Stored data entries

=== Section Start ===

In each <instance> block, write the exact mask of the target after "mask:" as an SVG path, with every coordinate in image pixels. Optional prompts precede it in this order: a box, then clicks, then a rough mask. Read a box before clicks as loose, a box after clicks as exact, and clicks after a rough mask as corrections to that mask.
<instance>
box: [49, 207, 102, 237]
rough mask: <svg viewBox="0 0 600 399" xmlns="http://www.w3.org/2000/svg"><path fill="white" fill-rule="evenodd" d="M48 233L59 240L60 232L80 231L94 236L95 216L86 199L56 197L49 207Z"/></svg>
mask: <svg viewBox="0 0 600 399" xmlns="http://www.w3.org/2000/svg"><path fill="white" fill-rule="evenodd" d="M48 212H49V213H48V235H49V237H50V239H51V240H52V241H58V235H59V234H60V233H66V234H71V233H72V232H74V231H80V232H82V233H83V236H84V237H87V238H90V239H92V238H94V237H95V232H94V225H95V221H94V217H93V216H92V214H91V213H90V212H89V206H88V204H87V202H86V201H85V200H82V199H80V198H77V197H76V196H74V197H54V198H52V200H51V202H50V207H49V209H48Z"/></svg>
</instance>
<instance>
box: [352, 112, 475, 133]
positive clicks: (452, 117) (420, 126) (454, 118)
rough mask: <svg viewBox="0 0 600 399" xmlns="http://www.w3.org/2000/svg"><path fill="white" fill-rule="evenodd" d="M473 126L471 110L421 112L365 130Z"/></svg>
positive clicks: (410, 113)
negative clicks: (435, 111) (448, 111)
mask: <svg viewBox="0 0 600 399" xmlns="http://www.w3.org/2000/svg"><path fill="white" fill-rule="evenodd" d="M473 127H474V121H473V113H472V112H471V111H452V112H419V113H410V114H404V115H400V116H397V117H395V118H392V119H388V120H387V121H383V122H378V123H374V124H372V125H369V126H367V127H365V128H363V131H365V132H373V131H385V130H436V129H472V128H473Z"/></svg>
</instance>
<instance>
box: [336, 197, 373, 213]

=== Section End ===

=== THE TASK ===
Only a number is required here: the count of lines in these entries that hold "positive".

=== WRITTEN ANSWER ===
2